Written instruction:
The complete listing should be restated exactly.

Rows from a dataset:

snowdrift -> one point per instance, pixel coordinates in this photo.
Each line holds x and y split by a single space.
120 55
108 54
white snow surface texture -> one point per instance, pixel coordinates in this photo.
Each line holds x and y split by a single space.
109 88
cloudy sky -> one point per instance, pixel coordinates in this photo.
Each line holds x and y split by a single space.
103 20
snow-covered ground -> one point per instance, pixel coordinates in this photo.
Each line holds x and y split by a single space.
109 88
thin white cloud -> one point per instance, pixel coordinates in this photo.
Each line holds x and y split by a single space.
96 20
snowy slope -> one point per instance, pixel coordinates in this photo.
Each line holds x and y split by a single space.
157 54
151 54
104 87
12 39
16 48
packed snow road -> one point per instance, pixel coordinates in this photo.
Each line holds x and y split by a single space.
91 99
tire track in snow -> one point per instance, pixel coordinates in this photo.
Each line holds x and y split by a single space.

Solution to the problem:
snowdrift -> one point per instance, pixel coordinates in this photo.
Each line holds x and y split by a single space.
120 55
108 54
white snow surface texture -> one point per instance, pixel coordinates in this photo.
Each line holds x and y split by a single space.
109 88
cloudy sky -> one point per instance, pixel coordinates in this photo.
Each line holds x and y split by a single space.
103 20
snow-covered ground -> one point per instance, pixel coordinates in this photo.
Each line holds x and y split by a single space.
109 88
thin white cloud -> one point per instance, pixel coordinates in this photo.
Each line holds x and y split by a single space.
96 20
snowy slope -> one point per instance, pixel coordinates in this photo.
Each line holds x and y split by a single space.
157 54
151 54
104 87
12 39
16 48
packed snow road -> one point per instance, pixel coordinates in this photo.
Each line holds x and y split by a single space.
91 99
tire track in snow -> one point per instance, pixel coordinates in this photo.
Each line holds x and y split by a single space.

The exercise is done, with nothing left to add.